** Goal of the exercise **
Locate each line in the listing below that contains the word "cloud", and copy those lines in the order they appear.

** Working data **

========================================================================

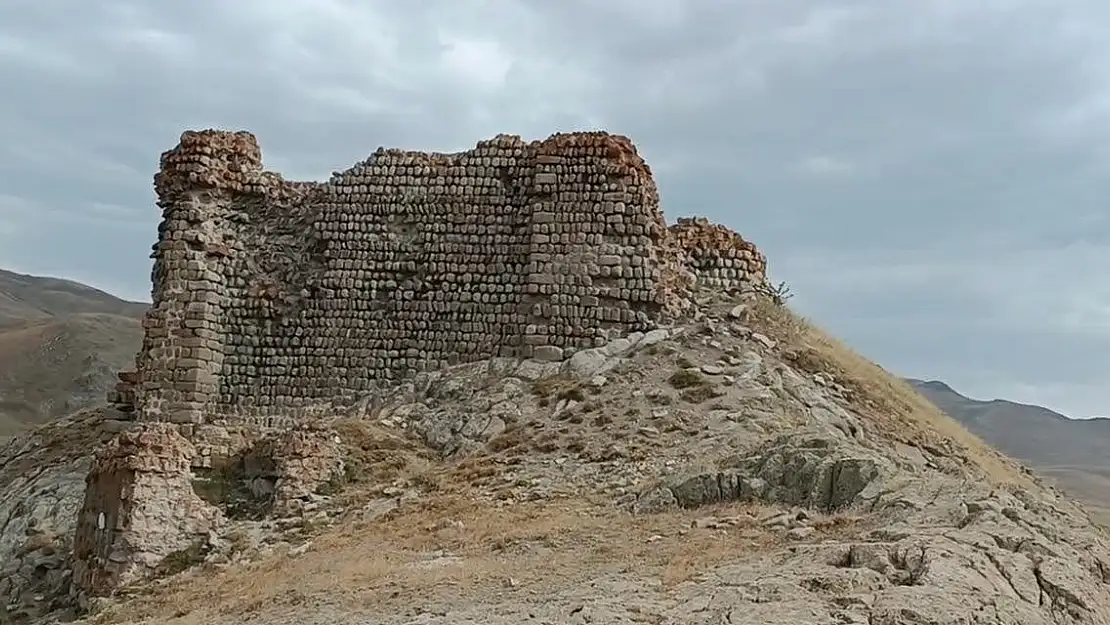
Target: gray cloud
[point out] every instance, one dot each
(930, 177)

========================================================================

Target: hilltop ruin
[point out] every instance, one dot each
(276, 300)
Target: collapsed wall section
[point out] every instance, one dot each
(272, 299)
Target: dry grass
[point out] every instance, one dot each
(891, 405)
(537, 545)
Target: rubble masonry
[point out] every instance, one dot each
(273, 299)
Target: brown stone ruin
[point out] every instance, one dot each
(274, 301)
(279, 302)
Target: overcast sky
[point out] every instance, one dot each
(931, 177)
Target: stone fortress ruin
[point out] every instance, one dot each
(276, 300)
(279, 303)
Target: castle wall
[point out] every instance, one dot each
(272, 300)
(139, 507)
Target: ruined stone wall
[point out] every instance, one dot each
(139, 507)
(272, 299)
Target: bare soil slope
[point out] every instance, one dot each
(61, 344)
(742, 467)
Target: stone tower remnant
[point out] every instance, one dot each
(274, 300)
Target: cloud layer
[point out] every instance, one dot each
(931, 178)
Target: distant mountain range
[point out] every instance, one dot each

========================================================================

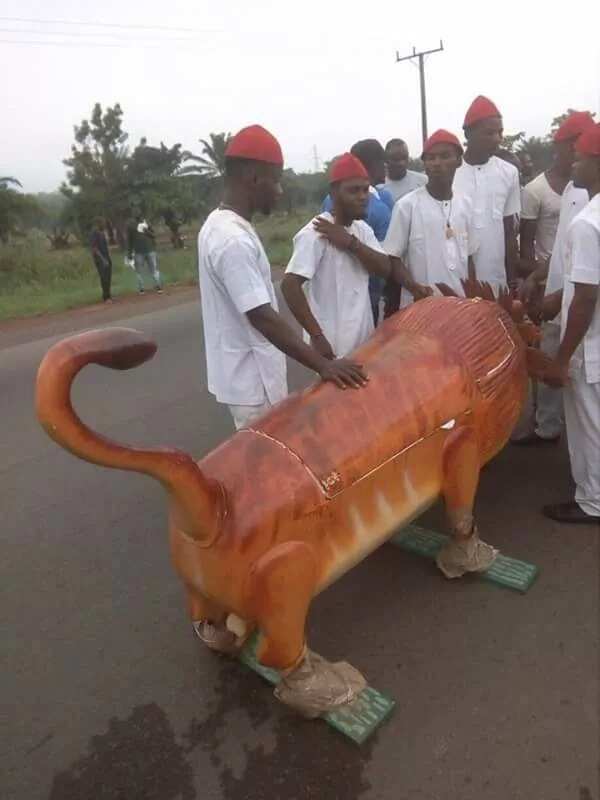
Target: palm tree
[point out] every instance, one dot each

========================================================================

** Completed task **
Target: gray cloud
Target: cloud layer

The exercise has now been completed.